GIVEN TASK
Return each of the following records unchanged, every line exactly as it appears.

Coordinate labeling records
════════════════

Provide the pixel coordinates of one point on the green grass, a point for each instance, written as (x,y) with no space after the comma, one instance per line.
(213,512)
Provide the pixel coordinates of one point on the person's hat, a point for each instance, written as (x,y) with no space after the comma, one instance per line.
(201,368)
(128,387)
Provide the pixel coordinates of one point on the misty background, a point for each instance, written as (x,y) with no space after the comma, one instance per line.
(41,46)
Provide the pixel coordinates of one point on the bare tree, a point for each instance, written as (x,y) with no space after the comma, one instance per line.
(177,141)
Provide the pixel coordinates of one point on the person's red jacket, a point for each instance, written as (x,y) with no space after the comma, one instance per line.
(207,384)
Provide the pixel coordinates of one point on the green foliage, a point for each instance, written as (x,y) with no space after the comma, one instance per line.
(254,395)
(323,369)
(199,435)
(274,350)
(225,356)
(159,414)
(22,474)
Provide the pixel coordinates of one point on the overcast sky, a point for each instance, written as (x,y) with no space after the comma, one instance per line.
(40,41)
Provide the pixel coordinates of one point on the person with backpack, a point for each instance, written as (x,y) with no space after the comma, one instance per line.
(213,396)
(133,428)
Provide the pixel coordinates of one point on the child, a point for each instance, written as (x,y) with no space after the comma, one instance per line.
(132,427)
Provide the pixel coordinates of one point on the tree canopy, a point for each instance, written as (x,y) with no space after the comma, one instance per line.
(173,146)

════════════════

COMPLETE OUTPUT
Provide the pixel coordinates of one point on the green grass, a point for each instance, written as (x,y) with no space after the comma, one instance per line.
(213,512)
Provide the pixel coordinates of one point on the person's hat, a point for each instance, written as (x,y) with no space after the comma, one instance per line.
(201,368)
(128,387)
Provide the pixel coordinates of one point on the misty background, a point for each instance, written as (x,y) with no space after the comma, one instance per line.
(41,46)
Provide the pixel coordinates of one point on the bare tree, a point for each instance, written as (x,y) with no space after the comma, one instance per line.
(177,141)
Provide the pixel coordinates of one point on the person's red jacket, a point for each instance, written as (x,y) with no space after the comma, one instance per line.
(207,384)
Provide the pixel coordinates of one point on the green foliage, a point for each instance, written as (x,y) with no space after the comma, one instance per line.
(254,395)
(323,369)
(199,435)
(274,350)
(225,356)
(159,414)
(22,474)
Provide the pixel coordinates of one point on the overcast sky, a point for each instance, written as (x,y) with no space after the comma, one instance per line.
(40,41)
Provide the pixel coordinates of one point on the person with backpack, a point for each instance, written as (x,y) with no space after the comma, one instance per line.
(213,396)
(133,428)
Provide the pixel coordinates of one point on the child, a point for each instance, written as (x,y) with no space after the comma, one instance per line.
(132,427)
Provide the pixel coordinates of one point on the tree canopy, a point for each instance, written as (x,y) with no space after the comma, one instance per line.
(173,146)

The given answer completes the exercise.